(RECORDS SHOWN):
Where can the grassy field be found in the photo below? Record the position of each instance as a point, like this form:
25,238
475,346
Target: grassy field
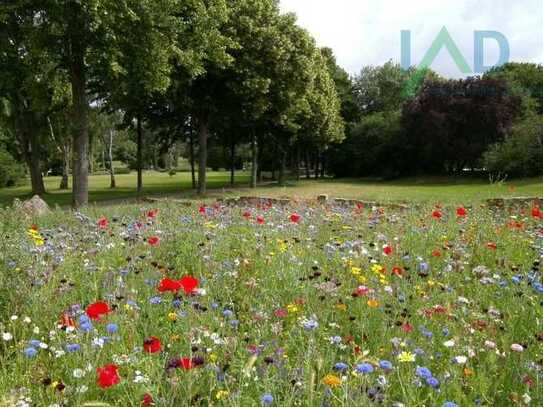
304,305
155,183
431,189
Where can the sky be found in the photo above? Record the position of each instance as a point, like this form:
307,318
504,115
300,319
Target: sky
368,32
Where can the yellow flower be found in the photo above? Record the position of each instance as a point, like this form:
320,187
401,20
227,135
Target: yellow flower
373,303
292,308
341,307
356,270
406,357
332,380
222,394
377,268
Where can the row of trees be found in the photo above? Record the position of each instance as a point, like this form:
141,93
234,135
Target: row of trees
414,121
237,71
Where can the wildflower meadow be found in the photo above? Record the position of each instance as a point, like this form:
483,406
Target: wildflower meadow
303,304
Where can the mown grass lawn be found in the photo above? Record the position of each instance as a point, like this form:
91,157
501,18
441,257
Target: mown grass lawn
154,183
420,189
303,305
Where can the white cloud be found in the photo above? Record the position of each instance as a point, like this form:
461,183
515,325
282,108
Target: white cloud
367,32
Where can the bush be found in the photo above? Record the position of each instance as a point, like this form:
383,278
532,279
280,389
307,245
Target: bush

(TO BE DONE):
Write out every line of the records above again, including the sample points that show the form, but add 41 to each number in the answer coordinates. Leave the pictures out of your answer.

(RESPONSE TO THE EXERCISE):
Where can the grassy field be found in the photo below? Record the position of each instance as a point, like this form:
25,238
475,346
Target: grassy field
345,346
196,224
472,230
Where can the sky be found in the photo above? Record the position of each instance as a point, like this form:
307,318
504,115
300,319
Target: sky
409,73
Where can the yellow flower be found in the photo above? Record the position of each instance as a point, like this form:
320,187
401,20
227,135
Target: yellow flower
414,344
333,349
382,348
397,311
447,398
373,421
263,435
418,309
Where can the row of trees be found in the photo above? Record the position of each instance as a point, like this form:
141,93
234,135
Target: row of trees
455,162
278,112
Where can the wildflower meadow be found in the photo above? Record the position of each instance as a point, like this form:
483,406
Target: wildflower meadow
344,345
Where can the mown grass lawn be found in the photo above? Record the position of each instance as a point, like this form:
91,157
501,18
441,257
Target: mown grass lawn
195,224
461,230
344,346
Where can the white cloud be found in the photo above? Record the position of each instance as a point, like this form:
461,183
515,325
282,108
Target: white cloud
408,73
Where can the bush be found in the photo above? Record the position of each instance as a point, like this form:
383,278
532,279
280,389
307,245
Target: bush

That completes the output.